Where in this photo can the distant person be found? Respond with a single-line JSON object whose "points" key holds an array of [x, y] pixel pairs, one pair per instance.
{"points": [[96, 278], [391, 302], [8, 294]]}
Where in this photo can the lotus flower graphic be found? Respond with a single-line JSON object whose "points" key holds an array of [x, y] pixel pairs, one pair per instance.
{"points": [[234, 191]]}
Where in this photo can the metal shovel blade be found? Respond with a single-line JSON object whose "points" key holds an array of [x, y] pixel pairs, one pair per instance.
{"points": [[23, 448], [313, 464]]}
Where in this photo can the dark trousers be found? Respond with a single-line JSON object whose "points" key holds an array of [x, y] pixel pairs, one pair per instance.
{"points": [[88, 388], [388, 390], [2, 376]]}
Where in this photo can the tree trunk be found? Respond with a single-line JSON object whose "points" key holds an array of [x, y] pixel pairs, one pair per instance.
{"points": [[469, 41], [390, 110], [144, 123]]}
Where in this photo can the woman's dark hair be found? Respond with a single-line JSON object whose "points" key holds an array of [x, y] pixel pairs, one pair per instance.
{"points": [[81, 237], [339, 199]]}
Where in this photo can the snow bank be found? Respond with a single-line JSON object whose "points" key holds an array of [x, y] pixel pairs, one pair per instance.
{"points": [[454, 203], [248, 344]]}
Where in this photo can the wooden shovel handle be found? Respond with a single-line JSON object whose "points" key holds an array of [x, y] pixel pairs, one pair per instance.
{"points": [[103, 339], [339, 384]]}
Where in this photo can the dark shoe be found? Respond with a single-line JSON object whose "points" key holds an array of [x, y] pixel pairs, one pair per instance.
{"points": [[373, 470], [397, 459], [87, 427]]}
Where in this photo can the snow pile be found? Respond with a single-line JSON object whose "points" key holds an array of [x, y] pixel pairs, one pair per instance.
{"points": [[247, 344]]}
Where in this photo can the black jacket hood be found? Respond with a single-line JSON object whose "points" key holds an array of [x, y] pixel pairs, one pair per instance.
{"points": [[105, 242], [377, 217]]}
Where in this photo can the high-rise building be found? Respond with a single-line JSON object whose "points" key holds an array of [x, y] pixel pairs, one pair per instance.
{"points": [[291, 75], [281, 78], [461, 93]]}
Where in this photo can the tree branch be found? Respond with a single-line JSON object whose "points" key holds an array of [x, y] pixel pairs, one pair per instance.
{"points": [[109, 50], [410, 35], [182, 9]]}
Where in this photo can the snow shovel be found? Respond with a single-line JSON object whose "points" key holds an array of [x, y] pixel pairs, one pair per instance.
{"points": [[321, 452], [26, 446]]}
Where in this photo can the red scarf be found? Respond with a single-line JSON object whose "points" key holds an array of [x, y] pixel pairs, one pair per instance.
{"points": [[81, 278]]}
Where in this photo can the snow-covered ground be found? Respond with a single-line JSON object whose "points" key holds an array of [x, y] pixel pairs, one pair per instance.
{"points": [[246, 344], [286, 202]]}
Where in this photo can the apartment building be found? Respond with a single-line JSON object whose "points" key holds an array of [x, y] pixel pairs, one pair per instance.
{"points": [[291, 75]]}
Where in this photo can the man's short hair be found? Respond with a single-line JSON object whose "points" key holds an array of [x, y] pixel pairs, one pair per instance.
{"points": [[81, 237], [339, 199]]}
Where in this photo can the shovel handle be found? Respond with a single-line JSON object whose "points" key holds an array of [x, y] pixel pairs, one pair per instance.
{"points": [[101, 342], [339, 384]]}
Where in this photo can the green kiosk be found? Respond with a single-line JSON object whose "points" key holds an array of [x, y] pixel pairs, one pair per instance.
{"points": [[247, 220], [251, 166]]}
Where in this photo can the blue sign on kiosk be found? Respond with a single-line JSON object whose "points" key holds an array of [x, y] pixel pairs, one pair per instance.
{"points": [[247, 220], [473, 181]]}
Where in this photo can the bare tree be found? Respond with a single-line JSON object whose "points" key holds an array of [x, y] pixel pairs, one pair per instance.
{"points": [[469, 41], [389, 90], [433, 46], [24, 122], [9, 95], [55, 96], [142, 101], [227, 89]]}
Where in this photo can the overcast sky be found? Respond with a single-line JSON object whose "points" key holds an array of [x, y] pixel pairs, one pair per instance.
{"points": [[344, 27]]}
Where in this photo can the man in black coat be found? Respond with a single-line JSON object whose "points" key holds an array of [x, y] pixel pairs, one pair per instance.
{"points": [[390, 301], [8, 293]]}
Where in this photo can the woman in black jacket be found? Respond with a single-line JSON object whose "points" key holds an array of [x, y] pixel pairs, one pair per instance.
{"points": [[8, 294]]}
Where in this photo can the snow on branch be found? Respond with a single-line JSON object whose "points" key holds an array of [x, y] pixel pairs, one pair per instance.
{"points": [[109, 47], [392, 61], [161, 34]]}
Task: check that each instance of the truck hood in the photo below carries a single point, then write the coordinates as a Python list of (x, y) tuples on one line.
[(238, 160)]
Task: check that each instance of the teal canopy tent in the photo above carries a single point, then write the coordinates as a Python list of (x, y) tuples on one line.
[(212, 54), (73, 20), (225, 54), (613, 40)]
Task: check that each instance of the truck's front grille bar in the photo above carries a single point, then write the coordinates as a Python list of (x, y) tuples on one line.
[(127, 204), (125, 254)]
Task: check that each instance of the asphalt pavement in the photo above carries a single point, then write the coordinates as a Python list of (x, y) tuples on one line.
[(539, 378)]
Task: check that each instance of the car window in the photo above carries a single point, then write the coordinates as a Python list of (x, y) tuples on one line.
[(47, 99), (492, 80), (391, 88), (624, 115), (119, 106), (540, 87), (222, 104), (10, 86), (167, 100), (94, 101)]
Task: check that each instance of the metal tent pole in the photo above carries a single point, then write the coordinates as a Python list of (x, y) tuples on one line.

= = =

BRIEF.
Give every line above again, word for word.

RESULT OF THE TASK.
Where in this photo can the distant person be found? Respond with a single-line JSON object whose "points" key holds an array of [x, y] pixel pairs, one pair per instance.
{"points": [[96, 278], [391, 302], [8, 294]]}
Where in this photo can the lotus flower graphic be found? Respond with a single-line JSON object whose "points" key holds an array of [x, y] pixel pairs, one pair per instance.
{"points": [[234, 191]]}
Where in this photo can the metal shovel blade be found? Respond with a single-line JSON object whose "points" key holds an array of [x, y] pixel pairs, one pair per instance.
{"points": [[23, 448], [313, 464]]}
Where in this photo can the dark trousers be found? Respond with a single-line JSON object whose "points" key holds an array of [x, y] pixel pairs, one pair per instance.
{"points": [[88, 388], [388, 390], [2, 376]]}
Where in this photo can the tree trunk be found? Respond with a single-line JSON object whose "points" key holds an array of [x, y] pixel pairs, one pair per instance.
{"points": [[469, 41], [390, 110], [144, 123]]}
Where in this photo can the woman's dark hair be found? Respond with a single-line JSON object whose "points" key holds an array of [x, y] pixel pairs, one pair per instance.
{"points": [[81, 237], [339, 199]]}
Where in this photo can the snow bank be found? Respond with a single-line JSON object whose "points" key holds an array of [x, y] pixel pairs, one pair per instance.
{"points": [[454, 203], [248, 344]]}
Where in this photo can the wooden shovel handle be found? Respond with a single-line JSON object whose "points" key holds an array of [x, y] pixel pairs, one pair per instance.
{"points": [[103, 339], [339, 384]]}
Where in this photo can the dark shoe be found? Respond with a single-line JSON object whose "points" key holds an array of [x, y] pixel pairs, one pair per instance.
{"points": [[373, 470], [397, 459], [87, 427]]}
Where in this photo can the snow pile be found? Respond with a single-line JSON object whose "points" key holds an array of [x, y] pixel pairs, one pair per instance.
{"points": [[247, 344]]}
Where in this photo can the black jacket hood be found? Respond with a single-line JSON object whose "points" key holds an array of [x, y] pixel pairs, one pair per instance.
{"points": [[105, 242], [377, 217]]}
Where in this photo can the high-rise building be found? Respond with a single-line JSON object whose "points" key holds an array of [x, y] pixel pairs, one pair per instance.
{"points": [[291, 75], [281, 78], [461, 93]]}
Where in this photo can the tree branch be found? Respond with a single-line JSON object whose "points" key holds an array of [x, y] pixel pairs, one pair per instance.
{"points": [[109, 50], [410, 35], [182, 9]]}
Where in this photo can the snow shovel be found? Respond with a single-line JSON object whose "points" key holds an array of [x, y] pixel pairs, one pair per instance.
{"points": [[321, 452], [26, 446]]}
Where in this photo can the red scarf be found? Respond with a single-line JSON object whose "points" key holds an array of [x, y] pixel pairs, one pair per instance.
{"points": [[81, 278]]}
Where in this photo can the snow-covered ground be found? Respond with a single-line JSON object whose "points" key holds an array of [x, y] pixel pairs, one pair per instance.
{"points": [[246, 344], [286, 202]]}
Where in this photo can the apartment building be found? Respond with a single-line JSON object whose "points" key holds an array of [x, y] pixel pairs, one pair per instance.
{"points": [[291, 75]]}
Where in this photo can the man's short hair be found? Respond with a single-line JSON object whose "points" key holds an array of [x, y] pixel pairs, one pair per instance.
{"points": [[81, 237], [339, 199]]}
Where in this photo can the shovel handle be found? Respond with a single-line JSON object whose "points" key holds an array of [x, y] pixel pairs, one pair per instance.
{"points": [[101, 342], [339, 384]]}
Where in this photo can the green kiosk be found? Respond with a single-line JSON object whose "points" key holds an array of [x, y] pixel pairs, one pair per instance.
{"points": [[247, 220], [251, 166]]}
Where in this photo can the blue sign on kiosk be found? Respond with a single-line JSON object whose "points" key holds an array of [x, y] pixel pairs, one pair per instance.
{"points": [[247, 220], [473, 181]]}
Where in this photo can the bare tree be found? Respond with a single-line JSON object whose "points" key holds an array of [x, y] pixel pairs, one pair per instance.
{"points": [[469, 41], [389, 90], [433, 46], [24, 122], [9, 95], [55, 96], [142, 101], [227, 89]]}
Where in this photo can the overcast sky be found? Respond with a single-line JSON object whose "points" key holds an array of [x, y] pixel pairs, one pair per instance.
{"points": [[344, 27]]}
Where in this photo can the man in black coat be found? Respond with a single-line JSON object whose "points" key holds an array of [x, y] pixel pairs, one pair per instance.
{"points": [[390, 301], [8, 293]]}
Where in this photo can the woman in black jacket be found? Respond with a single-line JSON object whose "points" key holds an array of [x, y] pixel pairs, one pair per instance.
{"points": [[8, 294]]}
Where in this photo can the snow on branch be found? Respond with a single-line JSON object whose "points" key holds an array of [x, y] pixel pairs, one pair per instance.
{"points": [[109, 47], [392, 61], [161, 34]]}
Task: check that each instance of the truck hood in the photo below carries a single point, then write the coordinates as a Python list of (x, y) tuples on one line.
[(238, 160)]
Task: check that each instance of the teal canopy tent in the photo above carries a single point, then write the coordinates as a Python list of (x, y) tuples on one line.
[(212, 54), (73, 20), (225, 54), (613, 40)]
Task: check that each instance of the truck's front grille bar in the photo above carries a single point, then write the coordinates as a Python list of (x, y) tuples on one line.
[(127, 204), (125, 254)]
Task: check that each instance of the asphalt pavement in the photo above carries a single point, then write the coordinates as a Python list of (x, y) tuples on one line.
[(539, 378)]
Task: check that each instance of the car window in the photo above carries a single point, then write the coordinates as a Python list of (x, y) tuples on one line.
[(47, 99), (492, 80), (391, 88), (624, 115), (119, 106), (540, 87), (222, 104), (10, 86), (167, 100), (94, 101)]
Task: check that each instance of the metal tent pole in the photo above carries a single point, then write the coordinates as a Python list of (x, y) tuples on one line.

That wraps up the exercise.